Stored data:
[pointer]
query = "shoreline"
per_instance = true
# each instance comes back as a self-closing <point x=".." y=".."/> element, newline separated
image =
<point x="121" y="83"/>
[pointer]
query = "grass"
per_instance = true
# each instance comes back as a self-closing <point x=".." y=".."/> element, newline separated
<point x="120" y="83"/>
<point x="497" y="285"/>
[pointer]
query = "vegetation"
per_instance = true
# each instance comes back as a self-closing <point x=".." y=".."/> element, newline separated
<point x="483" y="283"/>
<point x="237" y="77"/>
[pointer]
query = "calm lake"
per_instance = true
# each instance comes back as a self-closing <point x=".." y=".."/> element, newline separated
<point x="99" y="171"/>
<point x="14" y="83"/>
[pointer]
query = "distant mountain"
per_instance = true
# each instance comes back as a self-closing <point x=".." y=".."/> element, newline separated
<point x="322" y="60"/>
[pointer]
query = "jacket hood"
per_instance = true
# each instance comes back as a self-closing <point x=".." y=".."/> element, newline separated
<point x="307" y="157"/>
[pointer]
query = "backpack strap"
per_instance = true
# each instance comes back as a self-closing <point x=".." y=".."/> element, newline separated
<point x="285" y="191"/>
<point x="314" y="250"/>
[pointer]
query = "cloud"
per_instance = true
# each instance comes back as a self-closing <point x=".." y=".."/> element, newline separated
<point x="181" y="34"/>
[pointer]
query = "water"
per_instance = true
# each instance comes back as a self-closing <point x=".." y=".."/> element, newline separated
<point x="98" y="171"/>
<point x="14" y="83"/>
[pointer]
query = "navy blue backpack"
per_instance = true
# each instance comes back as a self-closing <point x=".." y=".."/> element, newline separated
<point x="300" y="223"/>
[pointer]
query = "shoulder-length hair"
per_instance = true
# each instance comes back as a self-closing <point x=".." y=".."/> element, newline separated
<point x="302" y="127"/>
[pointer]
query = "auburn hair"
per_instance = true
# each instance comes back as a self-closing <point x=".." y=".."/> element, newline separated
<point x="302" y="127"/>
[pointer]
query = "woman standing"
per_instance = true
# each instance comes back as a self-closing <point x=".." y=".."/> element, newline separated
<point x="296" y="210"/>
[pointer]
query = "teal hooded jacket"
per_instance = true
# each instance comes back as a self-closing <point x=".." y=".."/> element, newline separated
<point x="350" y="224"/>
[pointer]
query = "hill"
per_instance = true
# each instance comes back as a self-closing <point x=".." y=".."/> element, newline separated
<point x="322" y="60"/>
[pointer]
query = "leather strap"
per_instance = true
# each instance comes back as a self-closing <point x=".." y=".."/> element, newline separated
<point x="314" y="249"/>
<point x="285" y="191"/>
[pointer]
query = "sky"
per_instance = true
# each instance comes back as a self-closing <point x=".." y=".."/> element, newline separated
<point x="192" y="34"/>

OBJECTIVE: Write out every entry word for word.

OUTPUT FOR THIS TASK:
[pointer]
query = "shoreline"
per_instance = true
# each instance comes back as a self-closing <point x=".." y=".."/> element, newline separated
image =
<point x="121" y="83"/>
[pointer]
query = "grass"
per_instance = true
# each instance comes back as a self-closing <point x=".." y=".."/> element, newline separated
<point x="120" y="83"/>
<point x="497" y="285"/>
[pointer]
query = "vegetation"
per_instance = true
# each instance comes back as a self-closing <point x=".." y=".."/> element, newline separated
<point x="483" y="283"/>
<point x="237" y="77"/>
[pointer]
query = "calm lake"
per_instance = true
# each instance comes back as a self-closing <point x=".." y=".."/> element, newline separated
<point x="99" y="171"/>
<point x="14" y="83"/>
[pointer]
query = "distant mountain"
per_instance = true
# each instance comes back as a self-closing <point x=".." y=".."/> element, newline separated
<point x="322" y="60"/>
[pointer]
query = "jacket hood"
per_instance = true
# each instance comes back as a self-closing <point x=".." y=".."/> element, newline separated
<point x="307" y="157"/>
[pointer]
query = "backpack strap"
per_instance = true
# each instance comes back as a self-closing <point x=".." y=".."/> element, newline separated
<point x="285" y="191"/>
<point x="314" y="250"/>
[pointer]
query = "cloud"
per_instance = true
# each instance comes back as a self-closing <point x=".." y=".."/> element, newline separated
<point x="181" y="34"/>
[pointer]
query = "water"
per_instance = true
# each instance comes back as a self-closing <point x=".." y=".."/> element, newline separated
<point x="98" y="171"/>
<point x="14" y="83"/>
[pointer]
query = "navy blue backpack"
per_instance = true
# each instance comes back as a self-closing <point x=".." y=".."/> element, newline separated
<point x="300" y="223"/>
[pointer]
query = "shoulder-length hair"
per_instance = true
# each instance comes back as a self-closing <point x=".." y=".."/> element, newline separated
<point x="302" y="127"/>
[pointer]
query = "auburn hair"
per_instance = true
# each instance comes back as a self-closing <point x=".." y=".."/> element, newline separated
<point x="302" y="127"/>
[pointer]
query = "woman standing"
per_instance = true
# each instance comes back as a self-closing <point x=".." y=".."/> element, newline separated
<point x="296" y="210"/>
[pointer]
query = "teal hooded jacket"
per_instance = true
# each instance comes back as a self-closing <point x=".." y=".."/> element, newline separated
<point x="350" y="224"/>
[pointer]
query = "hill"
per_instance = true
# each instance comes back as a self-closing <point x=".." y=".."/> element, newline separated
<point x="322" y="60"/>
[pointer]
query = "leather strap"
per_instance = true
# each instance comes back as a self-closing <point x=".." y=".."/> element, newline separated
<point x="314" y="249"/>
<point x="285" y="191"/>
[pointer]
query = "sky"
per_instance = true
# each instance comes back as a self-closing <point x=".." y=".."/> element, newline separated
<point x="192" y="34"/>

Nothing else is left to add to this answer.